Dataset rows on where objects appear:
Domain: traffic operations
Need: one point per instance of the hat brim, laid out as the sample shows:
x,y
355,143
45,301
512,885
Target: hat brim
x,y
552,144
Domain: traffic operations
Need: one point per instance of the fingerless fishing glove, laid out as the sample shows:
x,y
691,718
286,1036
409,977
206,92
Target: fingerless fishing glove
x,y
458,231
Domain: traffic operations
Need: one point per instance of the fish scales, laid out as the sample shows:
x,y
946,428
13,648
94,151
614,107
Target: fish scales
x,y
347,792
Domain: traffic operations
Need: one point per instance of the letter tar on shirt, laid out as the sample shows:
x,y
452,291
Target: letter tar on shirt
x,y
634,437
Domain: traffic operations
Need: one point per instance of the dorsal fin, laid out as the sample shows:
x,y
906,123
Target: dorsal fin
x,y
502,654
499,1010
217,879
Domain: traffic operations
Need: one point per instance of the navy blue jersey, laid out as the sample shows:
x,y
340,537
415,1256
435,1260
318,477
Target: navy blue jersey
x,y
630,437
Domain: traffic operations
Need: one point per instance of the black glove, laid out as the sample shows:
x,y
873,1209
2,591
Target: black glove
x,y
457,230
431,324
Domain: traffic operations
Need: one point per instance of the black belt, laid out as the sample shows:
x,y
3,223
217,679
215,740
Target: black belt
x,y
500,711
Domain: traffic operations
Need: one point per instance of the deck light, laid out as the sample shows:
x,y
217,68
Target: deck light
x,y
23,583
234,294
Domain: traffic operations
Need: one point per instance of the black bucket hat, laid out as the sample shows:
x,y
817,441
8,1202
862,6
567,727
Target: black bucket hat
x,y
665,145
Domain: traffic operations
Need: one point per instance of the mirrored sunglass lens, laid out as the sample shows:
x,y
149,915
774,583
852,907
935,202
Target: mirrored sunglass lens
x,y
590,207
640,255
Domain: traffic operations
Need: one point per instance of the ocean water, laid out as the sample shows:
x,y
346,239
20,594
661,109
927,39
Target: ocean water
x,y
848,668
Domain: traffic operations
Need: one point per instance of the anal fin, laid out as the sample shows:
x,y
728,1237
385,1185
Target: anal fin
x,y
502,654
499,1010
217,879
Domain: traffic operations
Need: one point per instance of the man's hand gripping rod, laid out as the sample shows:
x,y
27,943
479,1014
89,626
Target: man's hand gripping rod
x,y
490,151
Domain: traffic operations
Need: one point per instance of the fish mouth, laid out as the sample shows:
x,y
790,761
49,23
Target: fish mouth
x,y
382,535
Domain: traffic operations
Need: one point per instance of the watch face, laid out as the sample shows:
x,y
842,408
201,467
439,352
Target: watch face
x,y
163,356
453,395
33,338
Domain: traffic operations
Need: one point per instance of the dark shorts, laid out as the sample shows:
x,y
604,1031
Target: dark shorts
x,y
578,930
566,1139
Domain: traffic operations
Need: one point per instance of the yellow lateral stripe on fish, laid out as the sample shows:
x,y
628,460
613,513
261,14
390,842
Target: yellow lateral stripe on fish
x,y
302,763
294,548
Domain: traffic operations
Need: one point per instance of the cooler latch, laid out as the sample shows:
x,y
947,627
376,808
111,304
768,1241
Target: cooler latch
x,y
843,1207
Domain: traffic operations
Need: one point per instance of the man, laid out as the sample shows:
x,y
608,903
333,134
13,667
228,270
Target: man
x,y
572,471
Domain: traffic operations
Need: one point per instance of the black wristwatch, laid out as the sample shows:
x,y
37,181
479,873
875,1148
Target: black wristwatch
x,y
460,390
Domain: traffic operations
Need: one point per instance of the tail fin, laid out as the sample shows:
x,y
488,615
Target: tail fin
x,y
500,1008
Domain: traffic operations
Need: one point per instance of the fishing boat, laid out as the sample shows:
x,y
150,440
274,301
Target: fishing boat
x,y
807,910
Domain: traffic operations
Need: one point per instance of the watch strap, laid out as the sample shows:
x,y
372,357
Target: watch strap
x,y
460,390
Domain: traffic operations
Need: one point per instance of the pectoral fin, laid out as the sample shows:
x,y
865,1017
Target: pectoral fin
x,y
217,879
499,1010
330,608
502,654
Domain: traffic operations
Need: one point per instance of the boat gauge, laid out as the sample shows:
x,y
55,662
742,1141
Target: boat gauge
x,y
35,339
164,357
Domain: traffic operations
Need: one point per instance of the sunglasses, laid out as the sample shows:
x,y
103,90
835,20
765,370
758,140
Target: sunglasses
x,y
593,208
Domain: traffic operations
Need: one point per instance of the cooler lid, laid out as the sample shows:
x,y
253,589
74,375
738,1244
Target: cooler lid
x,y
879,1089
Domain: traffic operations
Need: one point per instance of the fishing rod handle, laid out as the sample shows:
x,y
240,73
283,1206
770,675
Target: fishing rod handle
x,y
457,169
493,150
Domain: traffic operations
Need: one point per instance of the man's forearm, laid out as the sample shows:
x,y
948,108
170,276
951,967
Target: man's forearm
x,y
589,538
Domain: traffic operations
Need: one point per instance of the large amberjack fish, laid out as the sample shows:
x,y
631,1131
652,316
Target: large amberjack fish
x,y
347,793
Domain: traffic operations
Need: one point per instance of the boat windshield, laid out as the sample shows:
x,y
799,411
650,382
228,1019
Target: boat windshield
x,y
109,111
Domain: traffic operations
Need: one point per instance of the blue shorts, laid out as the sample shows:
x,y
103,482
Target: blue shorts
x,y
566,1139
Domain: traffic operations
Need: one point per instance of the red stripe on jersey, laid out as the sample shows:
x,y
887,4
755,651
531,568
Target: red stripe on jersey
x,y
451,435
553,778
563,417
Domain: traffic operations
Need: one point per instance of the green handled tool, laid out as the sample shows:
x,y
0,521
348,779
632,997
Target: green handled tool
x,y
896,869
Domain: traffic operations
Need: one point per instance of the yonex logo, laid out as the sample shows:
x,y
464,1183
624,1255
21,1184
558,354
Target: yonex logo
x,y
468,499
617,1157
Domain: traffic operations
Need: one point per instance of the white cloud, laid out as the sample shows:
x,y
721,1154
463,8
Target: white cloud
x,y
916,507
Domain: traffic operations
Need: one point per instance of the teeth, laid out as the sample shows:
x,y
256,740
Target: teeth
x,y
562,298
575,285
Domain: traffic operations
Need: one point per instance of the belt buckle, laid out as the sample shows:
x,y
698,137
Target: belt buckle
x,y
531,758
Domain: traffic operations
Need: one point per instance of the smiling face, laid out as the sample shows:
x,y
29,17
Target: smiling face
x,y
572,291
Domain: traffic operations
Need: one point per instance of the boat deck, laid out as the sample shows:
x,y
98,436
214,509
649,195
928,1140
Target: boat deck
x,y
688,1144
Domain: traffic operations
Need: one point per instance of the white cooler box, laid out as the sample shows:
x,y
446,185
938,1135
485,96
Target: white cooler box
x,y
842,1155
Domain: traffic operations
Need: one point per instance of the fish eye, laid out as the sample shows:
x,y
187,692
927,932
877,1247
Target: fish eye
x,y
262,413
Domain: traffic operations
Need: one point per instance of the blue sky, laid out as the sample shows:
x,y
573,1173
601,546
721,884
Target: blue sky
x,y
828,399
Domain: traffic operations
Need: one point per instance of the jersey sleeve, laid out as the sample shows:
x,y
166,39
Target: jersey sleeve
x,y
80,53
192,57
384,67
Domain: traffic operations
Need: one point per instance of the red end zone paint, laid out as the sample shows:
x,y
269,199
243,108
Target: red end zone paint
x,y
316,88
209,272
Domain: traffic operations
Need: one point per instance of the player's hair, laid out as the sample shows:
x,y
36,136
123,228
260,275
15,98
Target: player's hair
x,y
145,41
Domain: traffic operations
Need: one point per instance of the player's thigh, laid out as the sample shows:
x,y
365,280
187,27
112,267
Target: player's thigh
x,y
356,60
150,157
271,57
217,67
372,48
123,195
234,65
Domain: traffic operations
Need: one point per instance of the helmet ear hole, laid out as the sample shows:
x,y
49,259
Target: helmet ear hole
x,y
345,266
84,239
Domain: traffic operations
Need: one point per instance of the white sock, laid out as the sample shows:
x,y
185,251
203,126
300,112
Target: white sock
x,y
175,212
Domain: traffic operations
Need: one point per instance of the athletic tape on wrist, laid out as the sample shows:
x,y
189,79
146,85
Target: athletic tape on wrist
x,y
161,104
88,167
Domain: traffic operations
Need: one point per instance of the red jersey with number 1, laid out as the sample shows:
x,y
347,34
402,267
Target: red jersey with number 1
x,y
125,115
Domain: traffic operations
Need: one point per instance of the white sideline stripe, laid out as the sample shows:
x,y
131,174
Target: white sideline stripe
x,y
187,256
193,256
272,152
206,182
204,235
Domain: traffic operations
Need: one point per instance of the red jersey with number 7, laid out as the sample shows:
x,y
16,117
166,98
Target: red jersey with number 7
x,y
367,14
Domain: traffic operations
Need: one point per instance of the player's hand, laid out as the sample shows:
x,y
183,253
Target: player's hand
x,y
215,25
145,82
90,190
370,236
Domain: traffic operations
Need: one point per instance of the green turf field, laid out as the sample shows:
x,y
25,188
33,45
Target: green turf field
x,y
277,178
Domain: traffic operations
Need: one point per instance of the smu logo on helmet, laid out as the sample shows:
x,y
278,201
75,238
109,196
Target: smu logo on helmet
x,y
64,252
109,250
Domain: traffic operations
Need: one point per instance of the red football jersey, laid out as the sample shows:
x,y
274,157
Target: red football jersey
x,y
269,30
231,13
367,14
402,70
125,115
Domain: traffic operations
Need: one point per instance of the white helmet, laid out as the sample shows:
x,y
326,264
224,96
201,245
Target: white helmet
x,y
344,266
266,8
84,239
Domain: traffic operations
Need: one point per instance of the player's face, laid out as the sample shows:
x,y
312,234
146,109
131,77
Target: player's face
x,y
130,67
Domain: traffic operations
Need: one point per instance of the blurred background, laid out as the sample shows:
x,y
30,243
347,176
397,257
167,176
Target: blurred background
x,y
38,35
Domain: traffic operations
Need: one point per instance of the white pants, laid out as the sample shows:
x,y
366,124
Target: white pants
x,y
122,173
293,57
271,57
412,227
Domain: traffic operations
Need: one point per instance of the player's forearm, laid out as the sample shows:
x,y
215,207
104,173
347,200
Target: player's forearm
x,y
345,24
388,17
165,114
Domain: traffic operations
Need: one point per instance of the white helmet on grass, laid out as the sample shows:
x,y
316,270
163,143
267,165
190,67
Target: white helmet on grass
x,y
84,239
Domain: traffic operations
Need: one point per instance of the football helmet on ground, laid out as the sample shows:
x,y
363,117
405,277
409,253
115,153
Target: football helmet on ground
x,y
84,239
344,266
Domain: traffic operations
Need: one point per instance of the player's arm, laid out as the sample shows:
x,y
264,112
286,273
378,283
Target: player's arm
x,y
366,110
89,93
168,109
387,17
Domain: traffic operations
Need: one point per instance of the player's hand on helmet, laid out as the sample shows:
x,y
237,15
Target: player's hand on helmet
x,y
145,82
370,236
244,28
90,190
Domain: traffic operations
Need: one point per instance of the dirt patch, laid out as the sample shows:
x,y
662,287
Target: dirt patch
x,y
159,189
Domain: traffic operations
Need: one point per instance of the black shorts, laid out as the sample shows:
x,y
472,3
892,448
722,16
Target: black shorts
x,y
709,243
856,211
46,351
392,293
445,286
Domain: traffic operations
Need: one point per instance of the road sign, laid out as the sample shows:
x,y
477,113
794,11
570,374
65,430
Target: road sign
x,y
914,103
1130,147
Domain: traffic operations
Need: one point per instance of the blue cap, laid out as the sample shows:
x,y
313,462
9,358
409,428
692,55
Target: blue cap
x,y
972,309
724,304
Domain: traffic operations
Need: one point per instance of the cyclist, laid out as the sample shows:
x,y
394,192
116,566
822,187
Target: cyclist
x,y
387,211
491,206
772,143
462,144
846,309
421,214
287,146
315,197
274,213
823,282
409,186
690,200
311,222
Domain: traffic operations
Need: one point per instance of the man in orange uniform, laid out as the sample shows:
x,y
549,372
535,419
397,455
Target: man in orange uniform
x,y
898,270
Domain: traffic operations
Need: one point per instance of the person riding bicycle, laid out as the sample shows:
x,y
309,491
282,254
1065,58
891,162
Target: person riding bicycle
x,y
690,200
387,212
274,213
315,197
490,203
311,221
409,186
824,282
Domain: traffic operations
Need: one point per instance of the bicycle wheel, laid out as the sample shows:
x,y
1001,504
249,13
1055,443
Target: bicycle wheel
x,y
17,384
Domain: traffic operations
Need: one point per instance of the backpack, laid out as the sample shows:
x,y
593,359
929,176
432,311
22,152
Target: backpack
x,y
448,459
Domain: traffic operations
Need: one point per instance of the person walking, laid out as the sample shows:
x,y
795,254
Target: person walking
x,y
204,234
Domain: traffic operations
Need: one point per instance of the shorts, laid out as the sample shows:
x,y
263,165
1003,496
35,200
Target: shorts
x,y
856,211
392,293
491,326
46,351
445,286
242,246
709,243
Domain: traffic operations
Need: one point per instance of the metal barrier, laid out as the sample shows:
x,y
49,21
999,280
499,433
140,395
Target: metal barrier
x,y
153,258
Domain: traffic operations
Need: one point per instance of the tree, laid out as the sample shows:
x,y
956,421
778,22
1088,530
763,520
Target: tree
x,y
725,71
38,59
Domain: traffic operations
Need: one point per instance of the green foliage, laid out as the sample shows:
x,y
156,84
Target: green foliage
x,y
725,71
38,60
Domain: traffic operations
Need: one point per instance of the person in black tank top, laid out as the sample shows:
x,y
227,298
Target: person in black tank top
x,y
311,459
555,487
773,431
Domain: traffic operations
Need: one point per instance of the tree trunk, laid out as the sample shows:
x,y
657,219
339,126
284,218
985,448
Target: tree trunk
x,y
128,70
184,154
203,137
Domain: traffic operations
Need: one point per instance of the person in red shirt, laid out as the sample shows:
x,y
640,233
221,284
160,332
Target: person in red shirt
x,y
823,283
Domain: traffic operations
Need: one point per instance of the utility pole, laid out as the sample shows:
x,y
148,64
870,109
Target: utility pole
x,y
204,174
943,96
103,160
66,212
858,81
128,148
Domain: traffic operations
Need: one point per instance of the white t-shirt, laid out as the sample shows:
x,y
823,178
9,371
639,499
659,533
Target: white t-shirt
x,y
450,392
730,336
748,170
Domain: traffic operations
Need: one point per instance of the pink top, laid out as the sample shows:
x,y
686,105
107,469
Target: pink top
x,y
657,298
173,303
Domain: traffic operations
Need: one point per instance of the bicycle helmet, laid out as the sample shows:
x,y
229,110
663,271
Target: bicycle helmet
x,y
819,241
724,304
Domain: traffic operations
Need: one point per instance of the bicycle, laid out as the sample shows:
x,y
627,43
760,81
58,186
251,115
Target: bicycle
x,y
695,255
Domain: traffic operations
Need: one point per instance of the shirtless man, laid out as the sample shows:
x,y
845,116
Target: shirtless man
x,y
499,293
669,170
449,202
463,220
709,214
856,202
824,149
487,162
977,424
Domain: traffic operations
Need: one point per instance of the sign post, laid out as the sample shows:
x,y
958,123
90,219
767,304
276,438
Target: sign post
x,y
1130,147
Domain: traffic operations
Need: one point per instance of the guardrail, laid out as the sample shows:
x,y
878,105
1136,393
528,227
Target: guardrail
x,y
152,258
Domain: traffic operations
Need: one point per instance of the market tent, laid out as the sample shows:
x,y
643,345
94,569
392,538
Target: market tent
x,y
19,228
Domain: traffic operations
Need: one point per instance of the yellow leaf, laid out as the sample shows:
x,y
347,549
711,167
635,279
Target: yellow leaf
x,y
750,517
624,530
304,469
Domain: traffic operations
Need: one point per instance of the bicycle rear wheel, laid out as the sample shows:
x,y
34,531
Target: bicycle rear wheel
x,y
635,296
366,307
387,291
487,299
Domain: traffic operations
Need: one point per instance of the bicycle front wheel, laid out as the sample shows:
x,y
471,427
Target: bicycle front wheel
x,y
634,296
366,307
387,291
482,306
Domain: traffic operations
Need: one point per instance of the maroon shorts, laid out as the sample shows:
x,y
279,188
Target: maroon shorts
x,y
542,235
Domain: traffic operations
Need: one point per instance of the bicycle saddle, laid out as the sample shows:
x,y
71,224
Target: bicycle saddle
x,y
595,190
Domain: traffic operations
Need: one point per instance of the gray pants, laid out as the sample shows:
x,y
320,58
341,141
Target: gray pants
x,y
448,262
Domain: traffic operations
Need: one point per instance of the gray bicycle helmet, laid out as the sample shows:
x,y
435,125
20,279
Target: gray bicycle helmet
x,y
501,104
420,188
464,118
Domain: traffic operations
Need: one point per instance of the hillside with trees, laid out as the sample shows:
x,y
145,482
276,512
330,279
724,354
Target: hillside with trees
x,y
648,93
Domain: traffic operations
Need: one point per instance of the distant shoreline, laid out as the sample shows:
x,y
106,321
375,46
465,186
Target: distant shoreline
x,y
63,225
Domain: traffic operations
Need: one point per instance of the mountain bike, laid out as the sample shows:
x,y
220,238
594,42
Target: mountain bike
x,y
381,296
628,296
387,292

#### PROBLEM DETAILS:
How many lines in the records above contain the string "forearm", counting case? Reply with the number alone.

#### WORKED ANSWER:
4